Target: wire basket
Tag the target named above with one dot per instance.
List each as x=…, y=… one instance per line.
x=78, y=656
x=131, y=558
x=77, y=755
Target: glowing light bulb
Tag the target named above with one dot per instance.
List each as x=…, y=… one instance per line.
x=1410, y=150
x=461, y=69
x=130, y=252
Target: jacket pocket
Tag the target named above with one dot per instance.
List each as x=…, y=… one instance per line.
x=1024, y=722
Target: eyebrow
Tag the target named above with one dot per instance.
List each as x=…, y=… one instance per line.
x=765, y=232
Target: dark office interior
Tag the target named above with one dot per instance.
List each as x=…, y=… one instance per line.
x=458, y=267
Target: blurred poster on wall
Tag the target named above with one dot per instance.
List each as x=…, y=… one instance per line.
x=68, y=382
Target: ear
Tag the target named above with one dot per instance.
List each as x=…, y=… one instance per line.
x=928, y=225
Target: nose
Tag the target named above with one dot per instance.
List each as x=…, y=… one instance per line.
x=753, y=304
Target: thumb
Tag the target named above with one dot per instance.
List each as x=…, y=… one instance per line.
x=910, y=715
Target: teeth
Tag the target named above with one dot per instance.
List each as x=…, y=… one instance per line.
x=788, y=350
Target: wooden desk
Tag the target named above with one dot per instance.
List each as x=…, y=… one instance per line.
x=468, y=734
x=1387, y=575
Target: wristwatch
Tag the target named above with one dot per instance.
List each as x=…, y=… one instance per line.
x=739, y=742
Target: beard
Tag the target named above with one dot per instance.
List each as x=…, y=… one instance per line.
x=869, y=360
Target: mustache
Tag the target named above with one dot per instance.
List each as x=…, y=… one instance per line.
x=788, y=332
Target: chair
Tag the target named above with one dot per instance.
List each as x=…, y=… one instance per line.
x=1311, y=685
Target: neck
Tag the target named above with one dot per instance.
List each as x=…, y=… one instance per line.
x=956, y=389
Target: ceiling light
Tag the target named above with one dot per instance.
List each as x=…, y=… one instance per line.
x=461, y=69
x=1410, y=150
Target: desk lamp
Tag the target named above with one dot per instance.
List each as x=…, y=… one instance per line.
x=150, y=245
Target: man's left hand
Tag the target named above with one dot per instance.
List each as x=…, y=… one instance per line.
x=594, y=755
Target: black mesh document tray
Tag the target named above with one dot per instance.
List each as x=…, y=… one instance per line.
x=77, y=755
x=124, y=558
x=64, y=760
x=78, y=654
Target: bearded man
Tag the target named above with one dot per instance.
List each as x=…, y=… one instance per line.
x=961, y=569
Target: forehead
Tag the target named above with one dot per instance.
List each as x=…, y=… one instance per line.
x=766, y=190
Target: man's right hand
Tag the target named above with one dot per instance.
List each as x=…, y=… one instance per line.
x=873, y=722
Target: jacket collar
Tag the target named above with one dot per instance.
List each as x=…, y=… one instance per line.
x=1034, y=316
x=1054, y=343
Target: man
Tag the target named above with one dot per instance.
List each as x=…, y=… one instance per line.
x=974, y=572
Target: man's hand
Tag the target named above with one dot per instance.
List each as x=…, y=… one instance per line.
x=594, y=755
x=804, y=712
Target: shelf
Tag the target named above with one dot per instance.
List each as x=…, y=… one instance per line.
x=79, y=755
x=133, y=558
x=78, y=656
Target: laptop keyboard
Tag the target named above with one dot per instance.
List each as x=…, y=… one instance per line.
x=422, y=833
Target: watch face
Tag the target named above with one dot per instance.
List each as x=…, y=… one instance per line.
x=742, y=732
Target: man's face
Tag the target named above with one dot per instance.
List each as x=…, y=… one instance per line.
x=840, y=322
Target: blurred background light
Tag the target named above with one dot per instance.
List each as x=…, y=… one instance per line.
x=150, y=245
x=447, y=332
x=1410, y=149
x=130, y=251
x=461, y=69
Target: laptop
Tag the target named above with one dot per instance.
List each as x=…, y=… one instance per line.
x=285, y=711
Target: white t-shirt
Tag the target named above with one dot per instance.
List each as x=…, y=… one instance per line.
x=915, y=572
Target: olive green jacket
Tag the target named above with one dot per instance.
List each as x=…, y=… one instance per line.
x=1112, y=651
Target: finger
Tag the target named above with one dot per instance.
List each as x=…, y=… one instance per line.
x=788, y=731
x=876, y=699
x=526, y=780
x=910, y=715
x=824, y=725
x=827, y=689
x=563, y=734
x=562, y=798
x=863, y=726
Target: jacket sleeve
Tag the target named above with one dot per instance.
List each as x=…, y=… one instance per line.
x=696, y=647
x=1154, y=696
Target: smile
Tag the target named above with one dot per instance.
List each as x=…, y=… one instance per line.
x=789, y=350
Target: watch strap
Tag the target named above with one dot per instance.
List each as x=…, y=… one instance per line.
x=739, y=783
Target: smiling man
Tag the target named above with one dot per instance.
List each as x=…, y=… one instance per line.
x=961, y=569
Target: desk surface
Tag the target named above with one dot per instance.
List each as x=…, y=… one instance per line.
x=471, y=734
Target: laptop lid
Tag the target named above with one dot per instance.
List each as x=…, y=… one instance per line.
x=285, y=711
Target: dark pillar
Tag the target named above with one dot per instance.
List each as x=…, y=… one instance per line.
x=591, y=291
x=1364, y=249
------------------------------------------------------------------------
» What the exercise asks: Your task is to reproduce the whole listing exactly.

» Response to the task:
Target: wire basket
Tag the target named above with one dot per instance.
List each as x=…, y=… one instance per line.
x=78, y=656
x=131, y=558
x=77, y=755
Target: glowing light bulb
Tag the target named above with one dot per instance.
List each as x=…, y=… one instance per line.
x=1410, y=150
x=461, y=69
x=130, y=252
Target: jacket pocket
Tag the target named above with one dot per instance.
List each as x=…, y=… one instance per line.
x=1024, y=722
Target: eyebrow
Tag the target named above with one dot per instance.
List each as x=…, y=… one instance per line.
x=765, y=232
Target: dark office interior
Tag the target named above with one dot per instance.
List each as x=…, y=… one instance per line.
x=458, y=267
Target: blurred poster on wall
Tag the target named above with one dot per instance.
List each as x=…, y=… one instance per line.
x=68, y=382
Target: ear
Tag the target named above with one dot per instance.
List each as x=…, y=… one instance per line.
x=928, y=225
Target: nose
Tag the target named above with one dot per instance.
List each as x=…, y=… one instance per line.
x=753, y=304
Target: thumb
Tag the target named above with one dot per instance.
List each as x=…, y=… one instance per line.
x=910, y=715
Target: teeth
Tag the target named above with one dot per instance.
List each as x=…, y=… one instance per line.
x=788, y=350
Target: wooden desk
Tag the target named above with one dot per instance.
List each as x=…, y=… one instance per line.
x=468, y=734
x=1387, y=575
Target: wristwatch
Tag the target named above with one dot per instance.
List each as x=…, y=… one instance per line.
x=739, y=742
Target: beard
Tag the target named above with one dot per instance.
List each as x=…, y=… one instance per line.
x=869, y=360
Target: mustache
Tag the target named above with one dot per instance.
List each as x=…, y=… one instance per line.
x=788, y=332
Target: chair
Tag the target named above with one dot per instance.
List each as x=…, y=… one instance per line.
x=1311, y=685
Target: neck
Tag the target named above with one dot per instance.
List each as x=…, y=… one instance per line.
x=956, y=389
Target: ceiling light
Tag the target named above with one dot per instance.
List each as x=…, y=… one instance per line.
x=461, y=69
x=1410, y=150
Target: desk lamp
Tag the target named above with one dot per instance.
List each as x=…, y=… one instance per line.
x=150, y=245
Target: man's left hand
Tag the target named above with one dot per instance.
List each as x=…, y=… one instance per line.
x=594, y=755
Target: black mesh document tray
Tag the target named above with one dot per instance.
List each as x=…, y=… one instance per line.
x=77, y=755
x=124, y=558
x=64, y=760
x=78, y=654
Target: bearded man
Tag the target named above with one dot per instance.
List each as x=…, y=… one instance per line.
x=961, y=569
Target: forehead
Tag the target named above with one dot per instance.
List each as x=…, y=… one instance per line.
x=766, y=190
Target: man's right hand
Tag the target named above with one dot per instance.
List each as x=…, y=… one instance per line.
x=873, y=722
Target: jacket collar
Tag the target named above with one dot per instance.
List each as x=…, y=… one instance per line.
x=1034, y=316
x=1054, y=343
Target: man
Tag the target named above with one dot per instance.
List each as x=…, y=… one instance per line.
x=974, y=572
Target: man's hand
Tag the target named above with one dot per instance.
List each as x=…, y=… one instance per line.
x=594, y=755
x=804, y=712
Target: shelf
Tag the target named above with one dot per instance.
List each as x=…, y=… one instance per line.
x=79, y=755
x=133, y=558
x=78, y=656
Target: laptop keyboard
Tag the target named above with one dot per instance.
List each as x=…, y=… one instance per line.
x=422, y=833
Target: watch face
Tag the target named above with one dot per instance.
List each as x=…, y=… one instance per line.
x=742, y=732
Target: man's face
Tag the target named above with one dot per instance.
List each as x=…, y=… one instance per line.
x=840, y=322
Target: blurred background light
Tag the target named above with one dot per instance.
List each as x=…, y=… one instance per line.
x=150, y=245
x=447, y=332
x=1410, y=149
x=130, y=251
x=461, y=69
Target: laptop
Tag the target named above with one dot per instance.
List each as x=…, y=… one instance per line.
x=285, y=711
Target: white t-shirt
Tag the target named above with one dot per instance.
List each as x=…, y=… one instance per line.
x=915, y=572
Target: olive green jacket
Tag the target named above with one dot per instance.
List each as x=…, y=… one instance per line.
x=1112, y=651
Target: finger
Tag the target named above with one dot per instance.
List each as x=…, y=… one instance per line.
x=788, y=731
x=876, y=699
x=526, y=780
x=910, y=715
x=824, y=725
x=827, y=689
x=563, y=734
x=562, y=798
x=863, y=726
Target: jacket sleeve
Tag the target named above with one dot per instance.
List each as x=…, y=… one instance per line.
x=696, y=647
x=1154, y=696
Target: smile
Tag the target named above with one dot per instance.
List each as x=…, y=… one instance per line.
x=789, y=350
Target: watch strap
Tag the target named above with one dot per instance.
List each as x=…, y=… one instance per line.
x=739, y=783
Target: smiling man
Tag the target named above with one dot per instance.
List each as x=…, y=… one instance per line.
x=961, y=569
Target: desk surface
Tag the target named above with one dot per instance.
List each as x=…, y=… one instance per line.
x=471, y=734
Target: laptop lid
Tag the target named above with one dot per instance.
List each as x=…, y=… one instance per line.
x=285, y=711
Target: dark pillar
Tag the target named above with one dot per instance.
List each as x=…, y=… one instance per line.
x=591, y=291
x=1364, y=249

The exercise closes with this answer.